[begin DOCUMENT EXCERPT]

I don't understand what you mean here.

> > _bt_advance_array_keys
>
> Thinking about the implementation here:
> We require transitivity for btree opclasses, where A < B implies NOT A
> = B, etc. Does this also carry over into cross-type operators?

Yes, it carries like that.

> Would it be valid to add support methods for truncatedint4 to an int4
> btree opclass, or is transitivity also required for all operations?
> i.e. all values that one operator class considers unique within an
> opfamily must be considered unique for all additional operators in the
> opfamily, or is that not required?
> If not, then that would pose problems for this patch, as the ordering
> of A = ANY ('{1, 2, 3}'::int4[]) AND A = ANY
> ('{0,65536}'::truncatedint4[]) could potentially skip results.

There are roughly two ways to deal with this sort of thing (which
sounds like a restatement of the issue shown by your test case?). They
are:

1. Add support for detecting redundant scan keys, even when cross-type
operators are involved. (Discussed earlier.)

[end DOCUMENT EXCERPT]

• _WORK TO COMPLETE_:
1/ Translate this sentence from the btree operator discussion into French: "We require transitivity for btree opclasses, where A < B implies NOT A = B, etc."
2/ Print the part of the btree operator discussion starting at "I don't understand" and ending at "into cross-type operators?".
Answer from the text alone, without outside sources.

[begin SUPPLIED DATA]

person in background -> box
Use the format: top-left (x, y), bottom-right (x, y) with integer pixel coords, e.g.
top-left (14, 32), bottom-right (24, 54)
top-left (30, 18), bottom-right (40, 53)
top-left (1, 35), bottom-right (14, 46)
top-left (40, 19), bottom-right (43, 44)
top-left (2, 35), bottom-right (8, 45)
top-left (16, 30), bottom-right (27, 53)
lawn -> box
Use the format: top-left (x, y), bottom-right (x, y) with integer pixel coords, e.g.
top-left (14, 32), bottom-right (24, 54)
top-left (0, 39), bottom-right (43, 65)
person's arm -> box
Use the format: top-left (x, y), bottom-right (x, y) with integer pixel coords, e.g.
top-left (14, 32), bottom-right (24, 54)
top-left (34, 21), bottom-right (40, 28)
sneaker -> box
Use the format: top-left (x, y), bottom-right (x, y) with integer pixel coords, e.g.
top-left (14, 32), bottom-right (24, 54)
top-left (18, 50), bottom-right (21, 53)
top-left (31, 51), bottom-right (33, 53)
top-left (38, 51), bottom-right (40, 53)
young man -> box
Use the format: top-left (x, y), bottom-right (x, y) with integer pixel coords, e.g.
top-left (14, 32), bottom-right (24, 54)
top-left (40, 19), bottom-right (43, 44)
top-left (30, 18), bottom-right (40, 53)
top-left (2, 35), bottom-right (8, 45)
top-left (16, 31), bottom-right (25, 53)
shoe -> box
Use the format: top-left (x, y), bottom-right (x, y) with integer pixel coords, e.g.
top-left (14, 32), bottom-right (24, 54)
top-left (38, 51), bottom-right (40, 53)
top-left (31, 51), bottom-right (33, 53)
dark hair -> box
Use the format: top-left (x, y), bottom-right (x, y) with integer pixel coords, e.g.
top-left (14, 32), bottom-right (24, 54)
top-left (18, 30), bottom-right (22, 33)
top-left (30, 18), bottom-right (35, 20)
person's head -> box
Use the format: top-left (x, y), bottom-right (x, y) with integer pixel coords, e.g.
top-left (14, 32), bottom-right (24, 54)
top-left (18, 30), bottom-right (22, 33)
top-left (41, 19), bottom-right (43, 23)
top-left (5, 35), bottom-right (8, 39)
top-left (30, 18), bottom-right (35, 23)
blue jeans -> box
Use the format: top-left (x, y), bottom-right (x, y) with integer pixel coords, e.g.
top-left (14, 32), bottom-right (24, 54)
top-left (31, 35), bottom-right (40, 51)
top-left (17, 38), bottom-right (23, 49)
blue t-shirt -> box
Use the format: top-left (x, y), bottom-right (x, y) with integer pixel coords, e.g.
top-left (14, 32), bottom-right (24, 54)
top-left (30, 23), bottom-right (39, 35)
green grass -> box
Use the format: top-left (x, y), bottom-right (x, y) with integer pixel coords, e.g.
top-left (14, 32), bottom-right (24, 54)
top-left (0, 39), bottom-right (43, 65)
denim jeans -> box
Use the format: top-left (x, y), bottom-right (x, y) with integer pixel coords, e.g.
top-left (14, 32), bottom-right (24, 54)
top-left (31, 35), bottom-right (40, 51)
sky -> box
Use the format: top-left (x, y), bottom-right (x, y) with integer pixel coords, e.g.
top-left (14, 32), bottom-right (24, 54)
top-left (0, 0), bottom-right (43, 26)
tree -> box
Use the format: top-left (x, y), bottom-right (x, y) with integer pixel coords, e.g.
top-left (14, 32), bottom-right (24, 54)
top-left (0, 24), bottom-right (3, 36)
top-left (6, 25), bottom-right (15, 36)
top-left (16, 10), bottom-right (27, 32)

[end SUPPLIED DATA]

• _EXERCISE SOLUTIONS_:
1/ Nous exigeons la transitivité pour les opclasses btree, où A < B implique NOT A = B, etc.

2/
I don't understand what you mean here.

> > _bt_advance_array_keys
>
> Thinking about the implementation here:
> We require transitivity for btree opclasses, where A < B implies NOT A
> = B, etc. Does this also carry over into cross-type operators?